#### Extrait choisi
*****

C’est avec un mauvais esprit revigorant que je me suis beaucoup amusé devant “A different man”. C’était une projection d’autant plus amusante que son humour noir très clivant, sert un peu de thermomètre quant à la réception du deuxième degré d’une salle de cinéma. Les premiers rires étaient comme traqués, accompagnés de réprimandes discrètes, à voix basse. Heureusement que le film contamine son public de son quarantième degré en renvoyant les sensibilités trop rigides à l’idée qu’au fond: “on n’y comprend rien de toute façon….”

Synopsis : Edward cherche à prendre un nouveau départ. Après une opération de chirurgie réparatrice du visage, il fait une fixation sur un homme qui joue son rôle dans une production théâtrale basée sur son ancienne vie.

Pourtant, son protagoniste misérable, incapable de s’accomplir tant il est condamné à une nevrose permanente, n’est pas original en soit. Le cinéma de Charlie Kaufman ou même de Woody Allen des débuts, charriait déjà cet humour typique ashkénaze new-yorkais, frôlant en permanence avec l’absurde et la confusion de l’identité. La différence de ce “different man” se situe ici dans sa différence physique, cette neurofibromatose, si inévitable qu’elle rend invisible les tourments intérieurs.

C’est à l’aune de ce paradoxe que le scénario apporte un regard original et sans complaisance sur notre rapport à l’autre. Ici, pas de place pour la pitié ou les commisérations. Le personnage bien amusant d’Adam Pearson, véritablement atteint de la maladie, rend toute récupération politique de l’humour du film complètement inopérant.

Le thème de la confusion identitaire se fait encore plus complexe quand le handicap qui nous est montré est ridiculisé par un acteur véritablement atteint de la maladie. Dans la différence entre l’effet spécial de cinéma et cette réalité inaltérable, les effets spéciaux deviennent un artifice qui ne se cache plus.

*****

#### À faire
• 1. Recopie la critique du film à partir des mots « Synopsis : Edward » jusqu'à « son ancienne vie. » inclus, en changeant « Edward » pour « Edgar ».
• 2. Reprends la critique du film « A different man » là où elle s'arrête et écris la suite.

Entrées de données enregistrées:
*****

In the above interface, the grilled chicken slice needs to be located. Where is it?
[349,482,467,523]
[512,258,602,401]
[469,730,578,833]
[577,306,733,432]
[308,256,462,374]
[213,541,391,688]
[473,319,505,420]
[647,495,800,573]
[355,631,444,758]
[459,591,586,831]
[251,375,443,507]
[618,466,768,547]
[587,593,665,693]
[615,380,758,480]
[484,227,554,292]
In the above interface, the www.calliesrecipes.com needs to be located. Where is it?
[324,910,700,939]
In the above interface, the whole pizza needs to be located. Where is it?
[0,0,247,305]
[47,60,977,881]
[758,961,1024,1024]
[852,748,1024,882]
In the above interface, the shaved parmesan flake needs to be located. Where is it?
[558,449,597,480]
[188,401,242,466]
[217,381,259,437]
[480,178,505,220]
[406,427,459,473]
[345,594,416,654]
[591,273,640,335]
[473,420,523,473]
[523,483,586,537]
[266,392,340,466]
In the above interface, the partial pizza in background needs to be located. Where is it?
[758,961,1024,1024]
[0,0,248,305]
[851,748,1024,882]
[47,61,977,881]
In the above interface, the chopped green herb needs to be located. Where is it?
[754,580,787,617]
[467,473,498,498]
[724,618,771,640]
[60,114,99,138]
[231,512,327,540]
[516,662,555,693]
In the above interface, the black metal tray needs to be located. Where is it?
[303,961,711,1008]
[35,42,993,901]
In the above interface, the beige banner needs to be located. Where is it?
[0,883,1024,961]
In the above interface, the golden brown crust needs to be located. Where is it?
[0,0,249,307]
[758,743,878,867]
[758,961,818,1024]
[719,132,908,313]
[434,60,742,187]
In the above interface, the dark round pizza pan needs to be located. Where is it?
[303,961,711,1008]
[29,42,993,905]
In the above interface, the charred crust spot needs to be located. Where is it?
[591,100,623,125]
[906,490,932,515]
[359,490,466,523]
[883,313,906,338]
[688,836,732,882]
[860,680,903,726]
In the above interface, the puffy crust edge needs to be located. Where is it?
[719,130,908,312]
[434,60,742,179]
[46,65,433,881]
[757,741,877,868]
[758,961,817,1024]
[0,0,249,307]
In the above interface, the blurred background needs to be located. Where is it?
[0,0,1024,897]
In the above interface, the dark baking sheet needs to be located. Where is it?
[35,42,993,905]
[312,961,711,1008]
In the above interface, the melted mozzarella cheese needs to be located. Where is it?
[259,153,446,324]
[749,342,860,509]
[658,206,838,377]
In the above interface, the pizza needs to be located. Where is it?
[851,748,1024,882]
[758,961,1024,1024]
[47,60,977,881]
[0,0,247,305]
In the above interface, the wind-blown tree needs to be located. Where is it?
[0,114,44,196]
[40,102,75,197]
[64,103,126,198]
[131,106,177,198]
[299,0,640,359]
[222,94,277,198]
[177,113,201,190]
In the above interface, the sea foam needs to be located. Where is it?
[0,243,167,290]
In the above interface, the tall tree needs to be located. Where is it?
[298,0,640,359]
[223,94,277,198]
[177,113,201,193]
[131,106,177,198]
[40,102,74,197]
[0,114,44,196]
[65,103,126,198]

*****

#### Résultats
• 1.
Synopsis : Edgar cherche à prendre un nouveau départ. Après une opération de chirurgie réparatrice du visage, il fait une fixation sur un homme qui joue son rôle dans une production théâtrale basée sur son ancienne vie.

• 2.
Sans vous gâcher les énièmes rebondissements pathétiques dignes, pour certains, de lignes de Kafka, j’ai eu du plaisir à ce que le film réussit drôlement à exprimer le trouble de son personnage et même de le réconcilier avec lui-même une fois qu’il aura constaté bien misérablement que son problème n’est pas son apparence physique et ne l’a jamais été d’ailleurs.

La question de l’humour est toujours subjective mais il faut dire qu’on est sur un créneau vraiment clivant. Moi je suis hilare mais je sentais bien que c’était glissant. En tout cas vive le clivage!  Je vous garantis que le film vous marquera, ne serait- ce que par contraste avec les comédies actuelles!

Si le film pèche un peu pour moi, c’est par son intellectualisme un peu trop psychanalytique. Je sens que le film se veut une critique d’un petit entre soi du théâtre new yorkais, néanmoins, il en est trop proche pour rendre cette critique efficace.

Plutôt que de s’arrêter à un traitement neutre du rapport au handicap (il a une neurofibromatose et c’est comme ça, ce n’est pas le sujet), le réalisateur s’en sert pour plutôt critiquer le rapport que les autres ont avec ce handicap, jusqu’au titre du film qui renvoie ainsi à notre propre relation à l’image et à la représentation.

Conclusion

Bien, même très rejouissant que cet humour noir même si l’on aurait aimé un film un  peu plus ouvert sur son spectateur. Quelque chose ici, à force de s’amuser de l’incommunicabilité du monde, ne cherche plus vraiment à se faire comprendre.